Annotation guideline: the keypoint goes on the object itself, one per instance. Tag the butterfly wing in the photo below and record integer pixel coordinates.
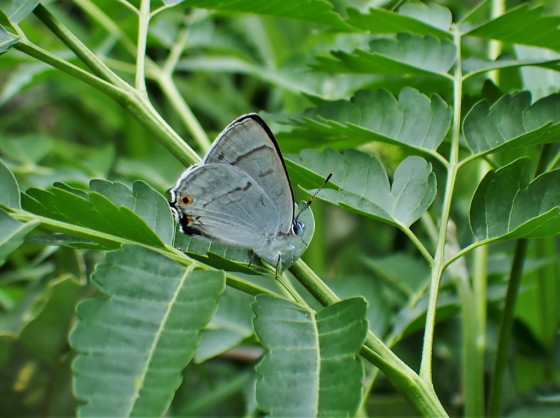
(224, 203)
(248, 143)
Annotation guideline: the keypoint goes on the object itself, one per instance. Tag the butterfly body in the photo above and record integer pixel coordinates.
(240, 195)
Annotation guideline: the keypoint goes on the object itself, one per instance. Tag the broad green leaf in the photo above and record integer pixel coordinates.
(10, 196)
(17, 10)
(361, 184)
(407, 54)
(229, 326)
(12, 234)
(507, 205)
(474, 66)
(413, 120)
(131, 216)
(135, 339)
(522, 25)
(511, 122)
(415, 18)
(311, 366)
(317, 11)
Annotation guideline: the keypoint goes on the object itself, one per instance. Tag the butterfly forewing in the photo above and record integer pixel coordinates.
(224, 203)
(248, 144)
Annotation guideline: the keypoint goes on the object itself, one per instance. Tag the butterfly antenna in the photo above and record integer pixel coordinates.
(310, 201)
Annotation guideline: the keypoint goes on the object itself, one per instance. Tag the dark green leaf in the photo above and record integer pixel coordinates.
(523, 25)
(413, 121)
(17, 10)
(507, 205)
(12, 234)
(362, 185)
(130, 216)
(317, 11)
(415, 18)
(511, 122)
(228, 327)
(408, 54)
(311, 366)
(10, 196)
(134, 341)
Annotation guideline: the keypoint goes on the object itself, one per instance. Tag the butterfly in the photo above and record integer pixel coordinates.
(240, 195)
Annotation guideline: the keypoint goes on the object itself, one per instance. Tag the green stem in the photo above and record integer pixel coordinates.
(416, 390)
(506, 324)
(439, 262)
(143, 24)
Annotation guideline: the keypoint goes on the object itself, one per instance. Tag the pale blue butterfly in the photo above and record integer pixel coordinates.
(240, 195)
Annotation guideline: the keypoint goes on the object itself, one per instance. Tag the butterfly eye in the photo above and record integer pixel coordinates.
(298, 227)
(186, 199)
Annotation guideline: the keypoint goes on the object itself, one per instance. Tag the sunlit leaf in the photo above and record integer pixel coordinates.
(511, 122)
(115, 213)
(311, 366)
(360, 183)
(135, 339)
(317, 11)
(415, 18)
(407, 54)
(413, 120)
(9, 196)
(507, 205)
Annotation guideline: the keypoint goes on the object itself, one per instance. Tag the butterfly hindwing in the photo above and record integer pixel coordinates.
(249, 144)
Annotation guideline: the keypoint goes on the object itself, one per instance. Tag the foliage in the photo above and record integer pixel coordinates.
(436, 240)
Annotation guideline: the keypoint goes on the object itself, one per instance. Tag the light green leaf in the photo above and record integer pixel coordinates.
(7, 40)
(17, 10)
(134, 341)
(228, 327)
(12, 234)
(522, 25)
(10, 196)
(474, 66)
(311, 366)
(413, 120)
(511, 122)
(506, 205)
(317, 11)
(416, 18)
(360, 183)
(408, 54)
(112, 215)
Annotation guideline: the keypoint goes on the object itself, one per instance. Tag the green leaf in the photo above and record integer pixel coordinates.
(317, 11)
(363, 187)
(17, 10)
(311, 366)
(506, 205)
(7, 40)
(12, 234)
(408, 54)
(130, 216)
(414, 120)
(134, 341)
(416, 18)
(228, 327)
(522, 25)
(512, 122)
(10, 196)
(474, 66)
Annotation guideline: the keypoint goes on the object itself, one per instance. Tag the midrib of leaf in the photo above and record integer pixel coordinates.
(163, 322)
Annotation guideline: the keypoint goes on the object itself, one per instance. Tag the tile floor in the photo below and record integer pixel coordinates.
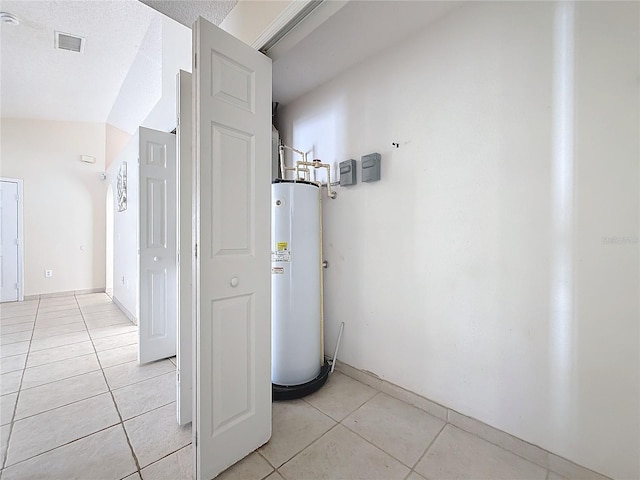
(76, 405)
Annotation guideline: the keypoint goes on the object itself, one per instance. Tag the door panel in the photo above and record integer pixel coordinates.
(9, 250)
(186, 323)
(158, 310)
(232, 83)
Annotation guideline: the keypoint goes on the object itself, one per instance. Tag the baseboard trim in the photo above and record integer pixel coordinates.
(127, 313)
(515, 445)
(68, 293)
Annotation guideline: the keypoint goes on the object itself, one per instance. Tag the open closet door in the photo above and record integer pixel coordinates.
(184, 377)
(157, 227)
(232, 85)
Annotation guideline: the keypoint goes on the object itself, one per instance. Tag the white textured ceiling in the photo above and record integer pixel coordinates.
(356, 32)
(39, 81)
(187, 11)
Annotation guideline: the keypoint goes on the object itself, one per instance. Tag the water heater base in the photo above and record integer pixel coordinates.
(281, 392)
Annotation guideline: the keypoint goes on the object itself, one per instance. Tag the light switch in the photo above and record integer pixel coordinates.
(348, 173)
(371, 167)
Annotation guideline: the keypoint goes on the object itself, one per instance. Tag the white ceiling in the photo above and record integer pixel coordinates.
(39, 81)
(356, 32)
(186, 12)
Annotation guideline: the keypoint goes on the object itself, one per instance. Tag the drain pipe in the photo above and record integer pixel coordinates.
(335, 353)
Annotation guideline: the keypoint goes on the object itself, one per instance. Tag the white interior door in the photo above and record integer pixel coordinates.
(157, 227)
(10, 260)
(184, 380)
(232, 85)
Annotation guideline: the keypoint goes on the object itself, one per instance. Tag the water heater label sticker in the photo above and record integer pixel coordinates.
(284, 256)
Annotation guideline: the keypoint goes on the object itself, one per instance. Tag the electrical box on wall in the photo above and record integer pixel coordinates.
(371, 167)
(348, 173)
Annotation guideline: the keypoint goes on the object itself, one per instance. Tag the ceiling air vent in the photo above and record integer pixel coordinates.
(65, 41)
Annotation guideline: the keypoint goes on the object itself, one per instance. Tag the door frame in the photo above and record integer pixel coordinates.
(20, 184)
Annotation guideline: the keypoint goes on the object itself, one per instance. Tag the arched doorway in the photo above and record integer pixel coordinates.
(109, 241)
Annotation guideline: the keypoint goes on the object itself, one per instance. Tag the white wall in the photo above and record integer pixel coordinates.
(64, 201)
(494, 268)
(249, 18)
(125, 231)
(176, 56)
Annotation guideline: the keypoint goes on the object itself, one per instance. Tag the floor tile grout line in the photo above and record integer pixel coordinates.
(447, 422)
(433, 440)
(146, 411)
(136, 382)
(363, 438)
(65, 405)
(304, 448)
(15, 406)
(113, 399)
(348, 414)
(165, 456)
(61, 445)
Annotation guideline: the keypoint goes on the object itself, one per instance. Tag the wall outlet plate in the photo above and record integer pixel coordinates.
(348, 173)
(371, 167)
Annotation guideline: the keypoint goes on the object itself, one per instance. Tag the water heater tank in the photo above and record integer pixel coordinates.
(295, 283)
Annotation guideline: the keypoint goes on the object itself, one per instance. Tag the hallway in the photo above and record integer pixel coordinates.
(74, 403)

..............................

> [Stated goal] Return verbatim the part of the listing that opens with the line containing "Tag the wall" and closes with the final line of the listing, both included.

> [Output below]
Annotation guideline: the keypoint goes on the object itself, one per instance. Tag the wall outlet plate in the photo above and record integer pixel coordinates.
(348, 173)
(371, 167)
Annotation guideline: the keypoint goes on the object itself, one per instance. Tag the water heater tank in the photo above and record integer pixel coordinates.
(295, 283)
Annotation guideline: the keypoint goes on the object itself, one per instance. Tag the hallway in the photo above and record integer pixel coordinates.
(74, 403)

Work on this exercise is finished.